--- TASK DESCRIPTION ---
Copy out the lines of the records verbatim, from the line with "Find the beige" to the line with "<point>228,46</point>", both included.

--- RECORDS SUPPLIED ---

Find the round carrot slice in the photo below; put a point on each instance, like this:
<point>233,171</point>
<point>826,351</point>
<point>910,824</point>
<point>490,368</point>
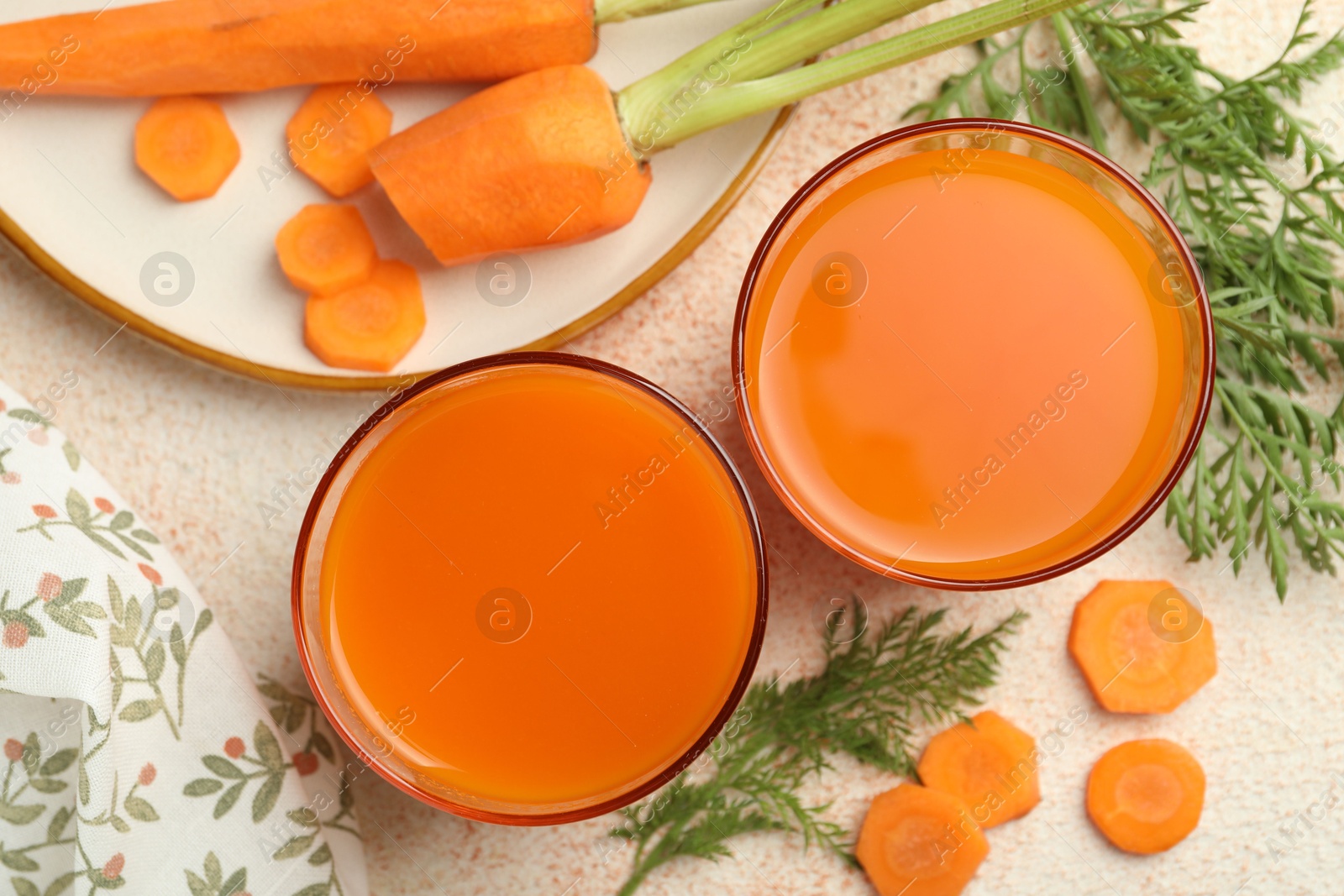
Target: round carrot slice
<point>1142,647</point>
<point>186,147</point>
<point>333,130</point>
<point>990,765</point>
<point>369,327</point>
<point>918,841</point>
<point>326,249</point>
<point>1146,795</point>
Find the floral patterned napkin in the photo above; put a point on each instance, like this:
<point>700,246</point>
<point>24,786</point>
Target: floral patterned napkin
<point>139,754</point>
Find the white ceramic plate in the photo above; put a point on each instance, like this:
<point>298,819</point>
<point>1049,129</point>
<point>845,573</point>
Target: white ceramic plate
<point>74,202</point>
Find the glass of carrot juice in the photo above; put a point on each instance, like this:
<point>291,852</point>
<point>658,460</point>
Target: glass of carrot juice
<point>530,589</point>
<point>972,354</point>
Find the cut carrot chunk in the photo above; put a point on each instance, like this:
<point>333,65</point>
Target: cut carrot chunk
<point>1146,795</point>
<point>369,327</point>
<point>326,249</point>
<point>918,841</point>
<point>531,163</point>
<point>206,46</point>
<point>991,766</point>
<point>333,132</point>
<point>186,147</point>
<point>1128,667</point>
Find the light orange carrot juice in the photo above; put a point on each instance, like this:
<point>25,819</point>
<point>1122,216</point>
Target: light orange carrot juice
<point>539,591</point>
<point>974,356</point>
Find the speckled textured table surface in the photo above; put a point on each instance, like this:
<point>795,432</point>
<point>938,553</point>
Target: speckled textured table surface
<point>197,450</point>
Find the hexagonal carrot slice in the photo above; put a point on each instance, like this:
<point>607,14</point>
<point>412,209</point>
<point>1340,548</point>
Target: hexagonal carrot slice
<point>988,765</point>
<point>326,249</point>
<point>186,147</point>
<point>1142,647</point>
<point>1146,795</point>
<point>333,132</point>
<point>918,841</point>
<point>369,327</point>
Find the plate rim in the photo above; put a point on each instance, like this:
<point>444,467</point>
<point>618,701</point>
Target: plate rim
<point>47,264</point>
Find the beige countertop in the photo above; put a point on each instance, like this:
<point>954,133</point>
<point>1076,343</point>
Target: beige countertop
<point>197,452</point>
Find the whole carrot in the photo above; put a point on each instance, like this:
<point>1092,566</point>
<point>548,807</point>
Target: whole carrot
<point>550,157</point>
<point>228,46</point>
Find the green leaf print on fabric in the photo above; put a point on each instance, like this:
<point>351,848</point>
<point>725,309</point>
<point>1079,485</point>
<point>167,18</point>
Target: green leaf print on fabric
<point>268,766</point>
<point>214,882</point>
<point>91,520</point>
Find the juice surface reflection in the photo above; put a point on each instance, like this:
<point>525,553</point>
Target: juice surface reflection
<point>1005,391</point>
<point>539,586</point>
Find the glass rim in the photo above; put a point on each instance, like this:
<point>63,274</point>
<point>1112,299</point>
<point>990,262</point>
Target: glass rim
<point>1032,132</point>
<point>311,653</point>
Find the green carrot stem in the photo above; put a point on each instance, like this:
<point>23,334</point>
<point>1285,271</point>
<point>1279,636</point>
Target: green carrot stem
<point>1095,128</point>
<point>678,116</point>
<point>605,11</point>
<point>810,35</point>
<point>725,49</point>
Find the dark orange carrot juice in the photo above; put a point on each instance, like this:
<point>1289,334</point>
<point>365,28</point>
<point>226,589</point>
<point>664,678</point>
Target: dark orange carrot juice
<point>539,593</point>
<point>974,355</point>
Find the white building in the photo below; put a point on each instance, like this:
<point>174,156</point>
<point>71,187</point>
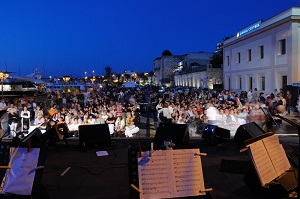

--- THE COMPLETED TASK ---
Find the beige countertop in the photo above; put a point on each instance, like this:
<point>954,133</point>
<point>1076,343</point>
Target: beige countertop
<point>197,452</point>
Find the whole carrot in the photo above; put a point on each instance, like this:
<point>1092,566</point>
<point>548,807</point>
Target: whole carrot
<point>550,157</point>
<point>228,46</point>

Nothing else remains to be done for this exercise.